DATA SUPPLIED section start

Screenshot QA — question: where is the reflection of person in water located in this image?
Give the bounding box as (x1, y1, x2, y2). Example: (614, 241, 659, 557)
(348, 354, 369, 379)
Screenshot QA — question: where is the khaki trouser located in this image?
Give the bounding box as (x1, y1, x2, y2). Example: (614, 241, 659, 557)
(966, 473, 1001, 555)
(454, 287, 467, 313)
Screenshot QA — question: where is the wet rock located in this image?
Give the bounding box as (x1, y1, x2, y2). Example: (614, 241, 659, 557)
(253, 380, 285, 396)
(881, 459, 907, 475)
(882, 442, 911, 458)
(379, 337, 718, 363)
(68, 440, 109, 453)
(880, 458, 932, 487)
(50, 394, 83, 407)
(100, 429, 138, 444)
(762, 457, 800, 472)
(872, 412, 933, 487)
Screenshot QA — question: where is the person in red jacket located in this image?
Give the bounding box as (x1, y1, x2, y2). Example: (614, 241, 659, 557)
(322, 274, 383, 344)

DATA SUPPLIED section end

**AIM OF THE TASK:**
Search the data for "where". Copy every matching line.

**SOLUTION:**
Screenshot QA — question: where is the reflection of person in water located in this image?
Screenshot QA — question: where is the khaki trouser located in this image?
Screenshot QA — question: where is the wet rock located in this image?
Screenshot QA — question: where is the person in red jacket located in this image?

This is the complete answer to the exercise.